Given passage:

►

# "Ave Maria" by Bach



## arts (Jun 17, 2011)

I just made my new video "Ave Maria" by Bach. I think I did a good job and I hope you like it. 
This is the 4th "Ave Maria" I've sung. 
Thank you very much! ♥ ♥ ♥


----------



## Tixmaker (Aug 1, 2013)

*Other versions?*



arts said:


> View attachment 22010
> View attachment 22011
> View attachment 22012
> 
> ...


That was very nice, Elena. Which other versions do you sing? I assume Schubert?


----------



## Lunasong (Mar 15, 2011)

This is my favorite "Ave Maria" and you did a lovely job. A couple years ago I know you were working very hard to improve your higher pitches and it shows very favorably here.


----------



## TrevBus (Jun 6, 2013)

Lovely. Absolutely lovely. My youngest sister(I have 3, 1 older than me)is the singer in the family. She sang this many times and enjoyed the experience singing it but not the training for it. She said it was very difficult. Did you find it so? It looked so effortless.


----------



## arts (Jun 17, 2011)

◄

Excerpted data:
►

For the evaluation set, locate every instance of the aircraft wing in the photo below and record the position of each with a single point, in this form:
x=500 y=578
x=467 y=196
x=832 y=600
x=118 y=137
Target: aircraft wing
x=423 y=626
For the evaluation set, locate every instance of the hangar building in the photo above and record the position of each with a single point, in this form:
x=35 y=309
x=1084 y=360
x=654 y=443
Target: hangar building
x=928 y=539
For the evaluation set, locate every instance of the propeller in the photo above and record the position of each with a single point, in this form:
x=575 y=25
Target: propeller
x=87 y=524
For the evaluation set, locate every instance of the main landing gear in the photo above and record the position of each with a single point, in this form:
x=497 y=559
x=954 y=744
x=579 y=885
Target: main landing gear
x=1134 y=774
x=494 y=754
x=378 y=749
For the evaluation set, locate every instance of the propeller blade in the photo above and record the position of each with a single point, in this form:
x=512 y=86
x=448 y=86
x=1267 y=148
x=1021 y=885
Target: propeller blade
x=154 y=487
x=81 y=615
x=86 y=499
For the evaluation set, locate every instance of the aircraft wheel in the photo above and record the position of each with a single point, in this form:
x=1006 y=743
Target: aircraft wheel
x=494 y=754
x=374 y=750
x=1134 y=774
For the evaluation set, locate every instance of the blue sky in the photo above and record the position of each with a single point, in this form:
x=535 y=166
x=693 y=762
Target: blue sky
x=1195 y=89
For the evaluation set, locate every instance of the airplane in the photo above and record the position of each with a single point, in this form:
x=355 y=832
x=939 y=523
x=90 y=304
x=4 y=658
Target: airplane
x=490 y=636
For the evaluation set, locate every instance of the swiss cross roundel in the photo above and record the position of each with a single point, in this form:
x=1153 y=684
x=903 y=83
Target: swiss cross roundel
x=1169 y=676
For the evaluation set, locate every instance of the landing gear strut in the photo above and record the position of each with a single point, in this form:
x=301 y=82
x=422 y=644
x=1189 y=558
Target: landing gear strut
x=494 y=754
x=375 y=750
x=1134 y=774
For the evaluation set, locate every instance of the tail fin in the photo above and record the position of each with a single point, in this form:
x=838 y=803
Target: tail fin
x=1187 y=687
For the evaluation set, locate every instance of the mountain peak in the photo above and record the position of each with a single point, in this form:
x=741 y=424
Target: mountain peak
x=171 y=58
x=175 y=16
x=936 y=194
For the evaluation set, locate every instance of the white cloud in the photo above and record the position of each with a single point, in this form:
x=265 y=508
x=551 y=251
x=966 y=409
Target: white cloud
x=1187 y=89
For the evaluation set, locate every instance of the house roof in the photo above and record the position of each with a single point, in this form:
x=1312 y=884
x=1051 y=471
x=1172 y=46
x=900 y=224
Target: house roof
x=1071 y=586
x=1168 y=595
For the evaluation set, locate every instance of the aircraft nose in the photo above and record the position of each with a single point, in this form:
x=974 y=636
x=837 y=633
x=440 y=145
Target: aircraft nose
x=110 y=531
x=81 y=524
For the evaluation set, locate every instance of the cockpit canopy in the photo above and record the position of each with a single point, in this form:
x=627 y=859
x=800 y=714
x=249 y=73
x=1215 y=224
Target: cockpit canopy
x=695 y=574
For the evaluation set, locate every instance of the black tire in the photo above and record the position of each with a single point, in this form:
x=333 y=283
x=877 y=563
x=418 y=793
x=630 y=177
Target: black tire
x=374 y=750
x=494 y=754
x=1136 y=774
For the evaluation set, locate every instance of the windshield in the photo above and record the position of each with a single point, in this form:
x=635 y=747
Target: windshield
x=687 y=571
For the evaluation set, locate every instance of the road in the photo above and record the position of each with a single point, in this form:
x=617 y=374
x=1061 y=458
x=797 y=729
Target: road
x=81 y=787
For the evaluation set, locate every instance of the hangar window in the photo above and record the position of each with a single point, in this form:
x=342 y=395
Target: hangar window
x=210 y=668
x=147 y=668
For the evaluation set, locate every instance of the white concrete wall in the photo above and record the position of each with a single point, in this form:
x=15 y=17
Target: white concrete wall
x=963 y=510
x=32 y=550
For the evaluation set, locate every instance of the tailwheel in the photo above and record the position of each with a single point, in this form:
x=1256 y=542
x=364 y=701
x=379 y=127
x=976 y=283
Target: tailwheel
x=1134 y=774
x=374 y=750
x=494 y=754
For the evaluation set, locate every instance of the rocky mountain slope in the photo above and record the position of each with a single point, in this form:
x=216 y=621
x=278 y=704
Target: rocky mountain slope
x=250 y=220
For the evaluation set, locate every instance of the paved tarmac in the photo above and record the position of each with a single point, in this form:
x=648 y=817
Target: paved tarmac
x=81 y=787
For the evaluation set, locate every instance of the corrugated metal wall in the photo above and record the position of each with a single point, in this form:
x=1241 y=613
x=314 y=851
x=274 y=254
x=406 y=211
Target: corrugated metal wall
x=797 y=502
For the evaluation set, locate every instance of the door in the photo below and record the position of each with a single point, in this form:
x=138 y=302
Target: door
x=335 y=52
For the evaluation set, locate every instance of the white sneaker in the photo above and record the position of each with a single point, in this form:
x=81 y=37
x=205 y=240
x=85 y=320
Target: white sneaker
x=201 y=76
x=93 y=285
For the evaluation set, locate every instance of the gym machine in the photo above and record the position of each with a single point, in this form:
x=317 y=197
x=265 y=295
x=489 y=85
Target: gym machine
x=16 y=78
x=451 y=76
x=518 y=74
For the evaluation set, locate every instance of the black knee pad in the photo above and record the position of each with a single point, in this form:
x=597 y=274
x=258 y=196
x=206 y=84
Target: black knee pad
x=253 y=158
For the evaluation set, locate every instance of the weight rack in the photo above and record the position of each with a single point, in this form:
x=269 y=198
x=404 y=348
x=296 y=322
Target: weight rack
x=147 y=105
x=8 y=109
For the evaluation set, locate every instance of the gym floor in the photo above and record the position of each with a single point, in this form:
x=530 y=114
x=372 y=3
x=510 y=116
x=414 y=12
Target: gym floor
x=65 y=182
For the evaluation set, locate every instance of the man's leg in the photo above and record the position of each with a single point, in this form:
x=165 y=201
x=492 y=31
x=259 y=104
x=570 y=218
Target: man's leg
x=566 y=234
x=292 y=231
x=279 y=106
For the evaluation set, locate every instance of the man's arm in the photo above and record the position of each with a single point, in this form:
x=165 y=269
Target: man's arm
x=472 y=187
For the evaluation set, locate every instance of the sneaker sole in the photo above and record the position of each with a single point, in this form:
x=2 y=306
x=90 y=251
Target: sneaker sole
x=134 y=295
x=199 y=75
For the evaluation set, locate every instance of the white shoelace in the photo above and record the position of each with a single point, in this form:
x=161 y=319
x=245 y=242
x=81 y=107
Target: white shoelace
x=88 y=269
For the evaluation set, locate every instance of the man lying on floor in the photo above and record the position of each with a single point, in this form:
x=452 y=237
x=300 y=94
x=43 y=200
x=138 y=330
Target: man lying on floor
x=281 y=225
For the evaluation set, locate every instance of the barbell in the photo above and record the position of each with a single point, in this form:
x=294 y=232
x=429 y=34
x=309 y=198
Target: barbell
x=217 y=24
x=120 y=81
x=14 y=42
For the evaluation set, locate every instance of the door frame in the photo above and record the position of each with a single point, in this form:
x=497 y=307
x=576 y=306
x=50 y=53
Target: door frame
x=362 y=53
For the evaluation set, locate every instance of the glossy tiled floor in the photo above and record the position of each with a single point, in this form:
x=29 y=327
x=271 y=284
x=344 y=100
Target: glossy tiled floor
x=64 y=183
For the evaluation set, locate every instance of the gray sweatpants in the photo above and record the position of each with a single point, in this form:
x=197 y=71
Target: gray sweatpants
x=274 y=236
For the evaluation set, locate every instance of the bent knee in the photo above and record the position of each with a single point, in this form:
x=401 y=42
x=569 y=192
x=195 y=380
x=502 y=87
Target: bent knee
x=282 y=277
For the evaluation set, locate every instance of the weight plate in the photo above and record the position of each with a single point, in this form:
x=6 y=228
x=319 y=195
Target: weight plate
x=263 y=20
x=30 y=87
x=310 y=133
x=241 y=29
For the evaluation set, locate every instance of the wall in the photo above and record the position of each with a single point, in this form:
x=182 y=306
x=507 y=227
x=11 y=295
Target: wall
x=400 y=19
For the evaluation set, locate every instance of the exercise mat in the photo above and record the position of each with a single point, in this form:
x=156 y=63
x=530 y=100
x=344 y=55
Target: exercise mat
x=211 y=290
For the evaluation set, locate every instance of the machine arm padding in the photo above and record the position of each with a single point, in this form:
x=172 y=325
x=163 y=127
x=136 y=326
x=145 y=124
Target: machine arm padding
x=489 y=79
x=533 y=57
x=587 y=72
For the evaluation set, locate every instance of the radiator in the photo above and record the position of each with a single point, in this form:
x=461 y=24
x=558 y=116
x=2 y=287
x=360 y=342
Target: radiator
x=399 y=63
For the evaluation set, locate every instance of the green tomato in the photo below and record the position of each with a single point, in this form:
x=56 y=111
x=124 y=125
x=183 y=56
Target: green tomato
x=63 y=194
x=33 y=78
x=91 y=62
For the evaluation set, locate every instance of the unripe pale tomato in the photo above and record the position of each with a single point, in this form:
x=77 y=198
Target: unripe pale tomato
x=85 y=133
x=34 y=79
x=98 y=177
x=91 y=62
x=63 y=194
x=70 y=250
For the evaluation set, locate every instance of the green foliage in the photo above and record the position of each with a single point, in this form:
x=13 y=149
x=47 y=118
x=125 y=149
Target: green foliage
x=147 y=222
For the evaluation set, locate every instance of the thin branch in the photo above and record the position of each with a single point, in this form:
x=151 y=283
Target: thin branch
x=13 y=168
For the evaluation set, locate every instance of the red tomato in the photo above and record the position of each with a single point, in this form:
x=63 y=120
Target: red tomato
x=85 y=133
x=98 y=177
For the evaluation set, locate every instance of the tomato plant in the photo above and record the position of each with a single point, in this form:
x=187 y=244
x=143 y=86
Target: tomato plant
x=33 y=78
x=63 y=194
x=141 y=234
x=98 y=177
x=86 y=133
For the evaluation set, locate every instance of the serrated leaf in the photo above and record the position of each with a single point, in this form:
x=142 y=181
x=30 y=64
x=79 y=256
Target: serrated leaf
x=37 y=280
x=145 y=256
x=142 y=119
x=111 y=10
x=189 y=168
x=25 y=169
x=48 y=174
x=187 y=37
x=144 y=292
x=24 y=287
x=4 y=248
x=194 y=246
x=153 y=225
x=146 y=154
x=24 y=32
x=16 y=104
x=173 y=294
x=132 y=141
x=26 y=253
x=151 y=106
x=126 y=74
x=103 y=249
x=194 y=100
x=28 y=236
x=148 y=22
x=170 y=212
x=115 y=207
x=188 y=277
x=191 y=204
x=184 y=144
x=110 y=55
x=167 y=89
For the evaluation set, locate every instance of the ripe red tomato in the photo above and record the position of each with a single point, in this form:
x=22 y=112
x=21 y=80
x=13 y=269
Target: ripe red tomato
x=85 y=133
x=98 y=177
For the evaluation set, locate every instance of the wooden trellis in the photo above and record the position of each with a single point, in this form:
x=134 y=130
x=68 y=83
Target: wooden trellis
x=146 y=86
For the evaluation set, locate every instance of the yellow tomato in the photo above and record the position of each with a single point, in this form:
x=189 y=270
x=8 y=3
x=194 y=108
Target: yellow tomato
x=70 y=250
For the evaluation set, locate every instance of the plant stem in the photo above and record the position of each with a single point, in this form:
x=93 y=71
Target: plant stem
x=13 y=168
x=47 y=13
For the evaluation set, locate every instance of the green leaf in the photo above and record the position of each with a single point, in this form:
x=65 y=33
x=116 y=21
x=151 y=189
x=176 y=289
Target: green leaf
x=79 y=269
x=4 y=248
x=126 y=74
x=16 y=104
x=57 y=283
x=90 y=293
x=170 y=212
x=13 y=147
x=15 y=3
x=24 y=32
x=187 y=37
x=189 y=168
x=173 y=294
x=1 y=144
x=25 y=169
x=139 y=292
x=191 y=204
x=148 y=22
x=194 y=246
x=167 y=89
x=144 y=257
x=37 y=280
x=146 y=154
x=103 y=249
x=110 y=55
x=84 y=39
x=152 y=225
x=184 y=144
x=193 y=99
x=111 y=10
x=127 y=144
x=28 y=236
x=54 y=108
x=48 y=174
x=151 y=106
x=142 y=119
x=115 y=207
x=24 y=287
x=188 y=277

◄

Exercise instructions:
• 1. List every line of the rows that contains the string "roof", matching case exactly.
• 2. Extend the forum thread about Bach's "Ave Maria" by writing what follows its final line.

Results by task:
• 1.
For the evaluation set, locate every instance of the house roof in the photo above and record the position of each with a single point, in this form:
Target: house roof

• 2.
TrevBus said:


> Lovely. Absolutely lovely. My youngest sister(I have 3, 1 older than me)is the singer in the family. She sang this many times and enjoyed the experience singing it but not the training for it. She said it was very difficult. Did you find it so? It looked so effortless.


It was not an easy song. It takes a lot of control. 
I have a great teacher. After a year and half of training I can feel a lot of improvements. There are so many more techniques to come, too. 
Thank you so much for the compliment!


----------



## spradlig (Jul 25, 2012)

I really dislike the attachment of the "Ave Maria" melody to the Bach prelude. Unfortunately, it is hard for me to listen to that prelude without Gounod's melody creeping into my mind.


----------



## ArtMusic (Jan 5, 2013)

Thank you for sharing. Lovely.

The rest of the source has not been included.